DIRECTIONS FOR THIS TASK ▸
Repeat the whole listing exactly.

======

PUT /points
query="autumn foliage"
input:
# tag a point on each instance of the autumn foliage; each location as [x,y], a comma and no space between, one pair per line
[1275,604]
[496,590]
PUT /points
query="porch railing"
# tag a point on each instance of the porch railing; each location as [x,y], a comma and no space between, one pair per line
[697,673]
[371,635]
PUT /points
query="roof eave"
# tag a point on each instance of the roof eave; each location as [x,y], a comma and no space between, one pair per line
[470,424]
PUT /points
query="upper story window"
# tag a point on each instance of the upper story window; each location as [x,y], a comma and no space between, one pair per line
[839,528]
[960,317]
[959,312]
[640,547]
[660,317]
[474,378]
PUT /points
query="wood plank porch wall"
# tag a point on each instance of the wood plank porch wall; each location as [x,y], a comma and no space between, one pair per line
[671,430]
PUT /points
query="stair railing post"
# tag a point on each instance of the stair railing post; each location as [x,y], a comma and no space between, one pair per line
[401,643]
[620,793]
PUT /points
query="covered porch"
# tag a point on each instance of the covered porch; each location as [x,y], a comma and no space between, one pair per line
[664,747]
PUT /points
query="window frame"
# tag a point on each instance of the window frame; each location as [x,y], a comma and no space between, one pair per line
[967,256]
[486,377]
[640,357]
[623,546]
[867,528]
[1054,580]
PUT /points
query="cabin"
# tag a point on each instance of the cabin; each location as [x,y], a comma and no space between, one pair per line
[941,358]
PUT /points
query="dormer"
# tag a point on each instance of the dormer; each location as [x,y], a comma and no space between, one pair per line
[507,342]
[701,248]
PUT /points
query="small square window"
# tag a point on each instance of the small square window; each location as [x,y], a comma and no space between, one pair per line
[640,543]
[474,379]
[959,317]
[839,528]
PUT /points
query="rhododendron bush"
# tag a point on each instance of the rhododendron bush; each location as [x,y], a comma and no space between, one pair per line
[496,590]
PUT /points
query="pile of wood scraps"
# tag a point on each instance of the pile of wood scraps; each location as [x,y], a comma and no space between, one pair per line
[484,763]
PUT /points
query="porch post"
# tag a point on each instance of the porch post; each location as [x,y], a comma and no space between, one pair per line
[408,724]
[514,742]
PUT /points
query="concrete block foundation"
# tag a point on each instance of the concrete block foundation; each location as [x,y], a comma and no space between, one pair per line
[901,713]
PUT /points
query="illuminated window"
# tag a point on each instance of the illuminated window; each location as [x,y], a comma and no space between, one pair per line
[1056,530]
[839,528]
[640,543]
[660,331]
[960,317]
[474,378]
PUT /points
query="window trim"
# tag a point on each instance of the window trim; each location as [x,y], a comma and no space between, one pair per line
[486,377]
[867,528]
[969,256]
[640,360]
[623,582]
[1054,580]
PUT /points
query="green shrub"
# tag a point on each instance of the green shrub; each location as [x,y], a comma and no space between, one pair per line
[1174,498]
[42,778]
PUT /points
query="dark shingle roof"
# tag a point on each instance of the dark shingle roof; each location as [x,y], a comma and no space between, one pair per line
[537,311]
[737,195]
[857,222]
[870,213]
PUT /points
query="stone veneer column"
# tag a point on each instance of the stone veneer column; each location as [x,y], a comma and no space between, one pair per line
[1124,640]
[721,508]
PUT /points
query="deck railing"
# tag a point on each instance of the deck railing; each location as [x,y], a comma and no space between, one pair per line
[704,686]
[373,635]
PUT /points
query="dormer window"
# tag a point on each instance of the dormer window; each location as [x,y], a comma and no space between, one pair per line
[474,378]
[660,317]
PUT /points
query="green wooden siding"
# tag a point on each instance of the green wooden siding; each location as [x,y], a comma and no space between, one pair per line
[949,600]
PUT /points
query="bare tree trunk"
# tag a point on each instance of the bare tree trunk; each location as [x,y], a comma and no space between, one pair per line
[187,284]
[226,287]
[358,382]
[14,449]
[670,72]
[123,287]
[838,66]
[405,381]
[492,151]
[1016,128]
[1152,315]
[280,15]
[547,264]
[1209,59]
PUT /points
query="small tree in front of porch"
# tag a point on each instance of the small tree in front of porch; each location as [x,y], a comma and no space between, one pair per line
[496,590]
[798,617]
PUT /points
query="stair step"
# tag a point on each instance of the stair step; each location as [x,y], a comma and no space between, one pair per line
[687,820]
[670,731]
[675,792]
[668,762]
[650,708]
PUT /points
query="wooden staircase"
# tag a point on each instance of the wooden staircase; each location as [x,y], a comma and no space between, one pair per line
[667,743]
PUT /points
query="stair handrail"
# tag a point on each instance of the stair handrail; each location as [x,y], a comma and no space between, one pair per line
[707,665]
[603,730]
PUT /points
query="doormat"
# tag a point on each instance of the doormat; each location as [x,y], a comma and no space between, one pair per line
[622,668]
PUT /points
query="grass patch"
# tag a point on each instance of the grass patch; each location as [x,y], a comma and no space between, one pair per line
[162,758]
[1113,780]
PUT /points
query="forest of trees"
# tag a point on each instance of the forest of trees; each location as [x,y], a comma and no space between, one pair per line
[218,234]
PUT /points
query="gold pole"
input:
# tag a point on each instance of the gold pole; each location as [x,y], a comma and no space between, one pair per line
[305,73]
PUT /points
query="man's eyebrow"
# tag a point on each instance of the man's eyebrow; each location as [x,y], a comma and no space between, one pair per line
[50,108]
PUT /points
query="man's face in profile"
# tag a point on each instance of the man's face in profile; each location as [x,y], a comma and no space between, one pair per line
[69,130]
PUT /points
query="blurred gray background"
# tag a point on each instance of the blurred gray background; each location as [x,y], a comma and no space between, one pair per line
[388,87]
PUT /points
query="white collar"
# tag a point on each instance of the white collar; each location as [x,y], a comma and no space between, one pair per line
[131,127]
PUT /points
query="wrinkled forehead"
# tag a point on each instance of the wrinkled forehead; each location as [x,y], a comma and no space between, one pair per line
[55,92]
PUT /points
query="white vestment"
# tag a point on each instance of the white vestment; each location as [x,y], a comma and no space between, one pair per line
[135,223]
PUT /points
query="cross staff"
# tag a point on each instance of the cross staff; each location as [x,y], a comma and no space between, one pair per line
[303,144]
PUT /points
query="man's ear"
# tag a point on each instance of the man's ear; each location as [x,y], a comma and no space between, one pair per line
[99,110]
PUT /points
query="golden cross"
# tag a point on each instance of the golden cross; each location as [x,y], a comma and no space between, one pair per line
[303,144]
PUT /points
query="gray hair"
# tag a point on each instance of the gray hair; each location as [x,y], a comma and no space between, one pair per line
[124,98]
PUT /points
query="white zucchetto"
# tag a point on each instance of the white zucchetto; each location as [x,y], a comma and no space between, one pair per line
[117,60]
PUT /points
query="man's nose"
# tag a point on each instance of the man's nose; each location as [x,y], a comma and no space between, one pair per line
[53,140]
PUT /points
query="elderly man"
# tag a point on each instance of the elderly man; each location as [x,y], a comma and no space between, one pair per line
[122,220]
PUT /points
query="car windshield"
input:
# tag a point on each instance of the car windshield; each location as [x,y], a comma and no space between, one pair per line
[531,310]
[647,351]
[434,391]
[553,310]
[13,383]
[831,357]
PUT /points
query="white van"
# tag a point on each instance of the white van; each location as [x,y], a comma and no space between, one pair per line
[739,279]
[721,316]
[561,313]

======

EXERCISE ANSWER ▸
PUT /points
query="autumn foliage"
input:
# tag a point on each instance of the autumn foliage; each location as [x,y], a comma and no space between, one pair per line
[1275,604]
[496,590]
PUT /points
query="porch railing"
# tag a point on each instance of the porch railing; each location as [x,y], a comma and no space between, one pair per line
[697,673]
[371,635]
PUT /points
query="roof eave"
# tag a point on each instance of the roof eave; each location as [x,y], a comma and no space between, one pair per line
[470,424]
PUT /points
query="upper story window"
# tag a point on each instance of the upper story window; each location as [x,y], a comma and no space between, one pair per line
[839,528]
[960,317]
[959,312]
[640,547]
[660,317]
[474,378]
PUT /points
query="wood plank porch wall"
# tag a point on each instance of the wood plank porch wall; each location as [x,y], a comma and no space between, one pair per line
[671,430]
PUT /points
query="stair railing post"
# tag a point on each instance of the stair railing post; each location as [x,y], a comma and no space between, one pair per line
[401,643]
[620,793]
PUT /points
query="covered porch"
# tag a point on each instance of the covered porch; each location as [x,y], a comma and no space between, one pair per line
[664,747]
PUT /points
query="window frame"
# tag a point on each instance of the window frame; each location as [x,y], a comma and no space between, one pair per line
[967,256]
[486,377]
[640,357]
[623,546]
[867,528]
[1054,580]
PUT /points
query="cabin"
# tag a point on each instance of the cabin; each location as [x,y], a comma and no space between, one pair per line
[941,358]
PUT /points
query="dormer"
# tag a point on each instance of the dormer; each location as [x,y], a comma and no space between, one pair per line
[507,342]
[701,248]
PUT /points
query="small square window"
# tag a point on each instance of the small square window; each location as [x,y], a comma and no space between, one pair per line
[640,543]
[474,379]
[959,317]
[839,528]
PUT /points
query="rhododendron bush"
# tag a point on each instance of the rhododendron bush; each location as [x,y], a comma and no space between, one pair per line
[496,590]
PUT /points
query="pile of wood scraps"
# tag a point on each instance of the pile of wood scraps; each location as [x,y], a comma and no space between, one pair per line
[484,763]
PUT /points
query="porch post"
# tag a point on each instance of the porch post; each location as [x,y], a comma and no space between, one pair per line
[408,724]
[514,742]
PUT /points
query="concrete block foundation"
# tag a point on each instance of the concrete block foundation; each location as [x,y], a comma and no space between, one pair per line
[901,713]
PUT /points
query="illuminated window"
# tag a point on each instance of the illuminated window; each location as [x,y], a comma and no space between, one pair per line
[1056,530]
[839,528]
[640,543]
[660,331]
[960,317]
[474,378]
PUT /points
query="window trim"
# tag a point on each instance of the window trim; each location as [x,y], a comma and no space between, one pair per line
[486,377]
[867,528]
[969,256]
[640,360]
[623,582]
[1054,580]
PUT /points
query="green shrub"
# tag a point on each instance of the green shrub; each location as [x,y], a comma and no space between, one pair per line
[1174,498]
[42,778]
PUT /points
query="dark shingle roof"
# tag a point on each instance of the dark shingle roof; each location as [x,y], a comma and no space between, one pair per line
[537,311]
[737,195]
[857,222]
[870,213]
PUT /points
query="stone veneer column"
# tag a point on each instance of the stone veneer column; each location as [x,y], a comma and no space between, one pair per line
[1124,640]
[721,508]
PUT /points
query="deck railing"
# tag a point on each instance of the deck railing; each location as [x,y], a comma and no space between, one pair per line
[704,686]
[373,635]
PUT /points
query="dormer window"
# tag a point on each instance of the dormer window; each location as [x,y], a comma and no space between, one pair per line
[474,378]
[660,317]
PUT /points
query="green wooden siding"
# tag a point on each instance of the green wooden siding; each location as [x,y], a comma and no space between, one pair per line
[949,600]
PUT /points
query="bare tree trunk"
# tag a point on each instance of the bare tree trunk; each location as [x,y], a comma and no space between, one pair per line
[187,284]
[226,287]
[358,382]
[14,449]
[670,72]
[123,287]
[838,66]
[405,381]
[492,151]
[1016,128]
[1152,315]
[280,15]
[547,264]
[1209,59]
PUT /points
query="small tree in front of porch"
# tag a point on each instance of the small tree in front of porch; each location as [x,y], a comma and no space between, one pair per line
[496,590]
[798,617]
PUT /points
query="stair step"
# tag a point on each instance of the stair step; each location as [x,y], a comma and no space between, one pair per line
[687,820]
[670,731]
[675,792]
[668,762]
[650,708]
PUT /points
query="wooden staircase"
# tag a point on each instance of the wooden staircase; each location as [x,y], a comma and no space between, one pair per line
[667,743]
PUT /points
query="stair handrail"
# tag a point on each instance of the stair handrail; each location as [x,y], a comma and no space between, one pair per line
[707,665]
[603,730]
PUT /points
query="doormat"
# tag a point on each instance of the doormat; each location as [x,y], a comma and no space between, one pair per line
[622,668]
PUT /points
query="grass patch"
# tag a point on each instance of the grass patch; each location as [x,y], a comma and no space between, one pair per line
[162,758]
[1113,780]
PUT /points
query="forest of trees"
# tag a point on each instance of the forest of trees; each location as [x,y], a comma and no space between, one pair per line
[218,234]
PUT /points
query="gold pole"
input:
# tag a point on each instance of the gold pole; each location as [x,y], a comma and no space between, one pair per line
[305,73]
PUT /points
query="man's eyebrow"
# tag a point on each instance of the man's eyebrow; each location as [x,y], a comma and no space between, one pair per line
[50,108]
PUT /points
query="man's face in profile"
# tag a point on each instance of the man's face in profile; each location as [x,y], a comma and no space between, one pair per line
[69,130]
PUT /points
query="blurred gray background"
# tag a point on each instance of the blurred gray background; each location as [x,y], a comma and no space between, one pair per line
[388,87]
PUT /points
query="white collar"
# tag a point on each instance of the white collar; each location as [x,y], a comma and no space between, one pair per line
[131,127]
PUT /points
query="wrinkled forehead"
# tag a point on each instance of the wrinkled forehead; each location as [x,y], a comma and no space between, one pair per line
[55,92]
PUT /points
query="white vestment"
# tag a point on each instance of the white vestment; each location as [x,y], a comma and no space between, one pair per line
[135,223]
PUT /points
query="cross staff"
# tag a point on each instance of the cross staff; each location as [x,y], a comma and no space between, one pair per line
[303,144]
PUT /points
query="man's ear"
# tag a point on each instance of the man's ear; each location as [x,y], a comma and no space between, one pair per line
[99,110]
PUT /points
query="golden cross"
# tag a point on each instance of the golden cross; each location as [x,y], a comma and no space between, one pair per line
[303,144]
PUT /points
query="gray hair"
# tag a point on each instance of the gray hair; each location as [x,y], a comma and no space between, one pair per line
[124,98]
PUT /points
query="white zucchetto"
# tag a point on each instance of the white zucchetto; each location as [x,y], a comma and no space between, one pair per line
[117,60]
PUT /points
query="man's nose"
# tag a point on each instance of the man's nose; each location as [x,y], a comma and no space between, one pair per line
[53,140]
PUT /points
query="elderly man"
# tag a point on each instance of the elderly man; each location as [x,y], a comma and no space between, one pair per line
[122,220]
PUT /points
query="car windshield"
input:
# tag a point on each instance of the car windshield; each location as [x,y], a comma and no space between, one pair per line
[531,310]
[647,351]
[434,391]
[553,310]
[13,383]
[831,357]
PUT /points
query="white van"
# tag a point on each instance of the white van; each location as [x,y], a comma and no space between, one pair per line
[739,279]
[721,316]
[561,313]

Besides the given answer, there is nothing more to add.